### DATASET CONTENT
****************
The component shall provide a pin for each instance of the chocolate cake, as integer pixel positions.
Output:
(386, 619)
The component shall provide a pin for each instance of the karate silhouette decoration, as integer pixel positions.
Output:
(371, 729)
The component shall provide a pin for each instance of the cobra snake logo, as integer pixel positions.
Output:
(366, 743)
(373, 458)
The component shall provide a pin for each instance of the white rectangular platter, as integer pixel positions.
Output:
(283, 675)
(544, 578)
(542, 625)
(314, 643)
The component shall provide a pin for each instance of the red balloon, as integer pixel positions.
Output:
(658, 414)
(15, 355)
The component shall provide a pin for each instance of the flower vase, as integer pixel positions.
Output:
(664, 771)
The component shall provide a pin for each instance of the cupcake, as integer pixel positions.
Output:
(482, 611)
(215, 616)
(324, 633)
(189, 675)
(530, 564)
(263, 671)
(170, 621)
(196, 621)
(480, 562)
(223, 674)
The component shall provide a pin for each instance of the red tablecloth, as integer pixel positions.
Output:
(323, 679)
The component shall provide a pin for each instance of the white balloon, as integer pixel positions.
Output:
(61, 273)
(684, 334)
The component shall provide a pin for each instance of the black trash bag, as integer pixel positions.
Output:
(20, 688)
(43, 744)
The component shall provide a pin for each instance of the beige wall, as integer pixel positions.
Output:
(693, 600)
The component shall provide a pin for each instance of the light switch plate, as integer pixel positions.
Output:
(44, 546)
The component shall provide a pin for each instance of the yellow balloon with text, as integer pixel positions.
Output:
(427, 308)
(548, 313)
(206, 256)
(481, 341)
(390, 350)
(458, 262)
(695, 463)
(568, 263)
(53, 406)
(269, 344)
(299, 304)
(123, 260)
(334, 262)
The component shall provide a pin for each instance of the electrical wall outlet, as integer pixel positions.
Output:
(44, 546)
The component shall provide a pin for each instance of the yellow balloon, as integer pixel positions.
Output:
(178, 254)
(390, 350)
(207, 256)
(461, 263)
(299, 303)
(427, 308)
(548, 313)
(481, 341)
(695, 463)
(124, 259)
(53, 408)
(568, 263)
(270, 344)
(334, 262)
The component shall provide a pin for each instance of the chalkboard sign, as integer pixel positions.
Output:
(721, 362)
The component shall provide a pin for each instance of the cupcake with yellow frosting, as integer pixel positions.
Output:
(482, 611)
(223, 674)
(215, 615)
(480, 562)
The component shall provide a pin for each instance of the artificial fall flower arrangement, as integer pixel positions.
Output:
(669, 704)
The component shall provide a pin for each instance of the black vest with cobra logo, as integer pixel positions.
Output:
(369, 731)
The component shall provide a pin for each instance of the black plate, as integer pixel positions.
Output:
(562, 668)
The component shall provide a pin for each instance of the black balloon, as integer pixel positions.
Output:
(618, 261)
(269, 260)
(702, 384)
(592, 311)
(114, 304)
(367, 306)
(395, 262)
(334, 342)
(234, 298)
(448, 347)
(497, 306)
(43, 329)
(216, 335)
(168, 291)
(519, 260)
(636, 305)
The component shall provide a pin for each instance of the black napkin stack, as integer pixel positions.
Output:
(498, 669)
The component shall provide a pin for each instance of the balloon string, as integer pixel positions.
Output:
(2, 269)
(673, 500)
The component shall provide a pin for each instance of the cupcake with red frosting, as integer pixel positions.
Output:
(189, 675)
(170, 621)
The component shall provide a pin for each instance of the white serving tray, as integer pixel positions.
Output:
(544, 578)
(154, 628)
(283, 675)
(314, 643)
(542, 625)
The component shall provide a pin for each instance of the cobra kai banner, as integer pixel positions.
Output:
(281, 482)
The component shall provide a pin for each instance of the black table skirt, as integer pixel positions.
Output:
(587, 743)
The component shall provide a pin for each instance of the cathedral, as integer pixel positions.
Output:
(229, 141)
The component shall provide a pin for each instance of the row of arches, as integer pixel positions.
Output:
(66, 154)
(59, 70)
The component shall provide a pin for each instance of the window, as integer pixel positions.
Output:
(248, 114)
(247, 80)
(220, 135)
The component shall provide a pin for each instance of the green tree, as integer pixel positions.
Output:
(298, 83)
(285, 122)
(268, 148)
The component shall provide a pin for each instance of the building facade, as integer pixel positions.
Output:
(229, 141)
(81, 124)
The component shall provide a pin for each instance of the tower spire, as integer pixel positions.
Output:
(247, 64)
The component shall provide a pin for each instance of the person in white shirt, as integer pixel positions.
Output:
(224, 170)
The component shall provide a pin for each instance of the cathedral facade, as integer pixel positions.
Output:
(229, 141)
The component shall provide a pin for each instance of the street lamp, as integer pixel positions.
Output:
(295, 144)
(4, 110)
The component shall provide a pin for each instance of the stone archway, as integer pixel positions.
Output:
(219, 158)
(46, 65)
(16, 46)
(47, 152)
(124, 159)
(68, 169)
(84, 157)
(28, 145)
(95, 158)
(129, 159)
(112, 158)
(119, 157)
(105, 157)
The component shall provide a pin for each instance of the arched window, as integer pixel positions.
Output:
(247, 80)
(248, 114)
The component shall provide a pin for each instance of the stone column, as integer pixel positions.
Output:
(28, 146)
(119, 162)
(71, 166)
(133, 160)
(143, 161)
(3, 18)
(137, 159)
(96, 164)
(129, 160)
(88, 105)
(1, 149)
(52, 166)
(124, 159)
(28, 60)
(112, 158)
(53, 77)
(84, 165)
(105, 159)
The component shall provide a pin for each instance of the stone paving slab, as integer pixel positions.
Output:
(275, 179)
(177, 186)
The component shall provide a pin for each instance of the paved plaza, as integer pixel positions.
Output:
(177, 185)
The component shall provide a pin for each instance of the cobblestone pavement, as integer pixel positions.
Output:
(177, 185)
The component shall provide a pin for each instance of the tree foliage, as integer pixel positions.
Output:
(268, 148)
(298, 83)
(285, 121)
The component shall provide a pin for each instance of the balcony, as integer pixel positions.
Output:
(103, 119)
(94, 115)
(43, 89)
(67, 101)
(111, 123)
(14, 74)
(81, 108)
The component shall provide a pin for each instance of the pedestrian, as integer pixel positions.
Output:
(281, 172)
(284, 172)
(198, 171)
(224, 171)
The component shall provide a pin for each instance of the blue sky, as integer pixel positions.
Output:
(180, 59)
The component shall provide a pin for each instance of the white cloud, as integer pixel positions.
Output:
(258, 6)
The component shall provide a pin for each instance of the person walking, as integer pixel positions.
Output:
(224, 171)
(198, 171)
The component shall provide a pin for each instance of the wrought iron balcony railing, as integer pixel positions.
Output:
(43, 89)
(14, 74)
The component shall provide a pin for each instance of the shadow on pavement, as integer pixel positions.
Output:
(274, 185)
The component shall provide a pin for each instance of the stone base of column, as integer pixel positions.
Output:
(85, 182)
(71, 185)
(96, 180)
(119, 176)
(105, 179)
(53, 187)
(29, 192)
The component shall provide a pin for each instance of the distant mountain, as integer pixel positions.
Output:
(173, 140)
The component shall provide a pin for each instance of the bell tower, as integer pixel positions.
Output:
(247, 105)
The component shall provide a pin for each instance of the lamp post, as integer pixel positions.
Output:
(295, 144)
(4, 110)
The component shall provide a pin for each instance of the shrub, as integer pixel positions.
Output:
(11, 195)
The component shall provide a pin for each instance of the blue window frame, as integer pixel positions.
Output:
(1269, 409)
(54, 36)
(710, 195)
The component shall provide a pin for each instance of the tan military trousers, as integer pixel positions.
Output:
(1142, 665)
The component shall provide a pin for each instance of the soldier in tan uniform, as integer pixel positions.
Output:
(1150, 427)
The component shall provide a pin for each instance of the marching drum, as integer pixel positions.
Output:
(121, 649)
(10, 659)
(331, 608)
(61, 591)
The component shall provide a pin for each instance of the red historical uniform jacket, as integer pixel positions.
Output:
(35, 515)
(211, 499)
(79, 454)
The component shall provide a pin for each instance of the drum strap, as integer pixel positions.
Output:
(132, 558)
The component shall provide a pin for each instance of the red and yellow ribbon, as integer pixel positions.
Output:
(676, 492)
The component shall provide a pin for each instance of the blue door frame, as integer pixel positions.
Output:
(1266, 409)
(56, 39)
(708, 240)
****************
### ABOUT THIS EXERCISE
Reproduce, unchanged, the line containing "door frame, as integer pixel positions." and each line after it through the end of the listing above, and nothing else.

### RESPONSE BOX
The component shall provide a pin for each instance of the blue door frame, as integer pixel positions.
Output:
(1266, 409)
(56, 39)
(708, 240)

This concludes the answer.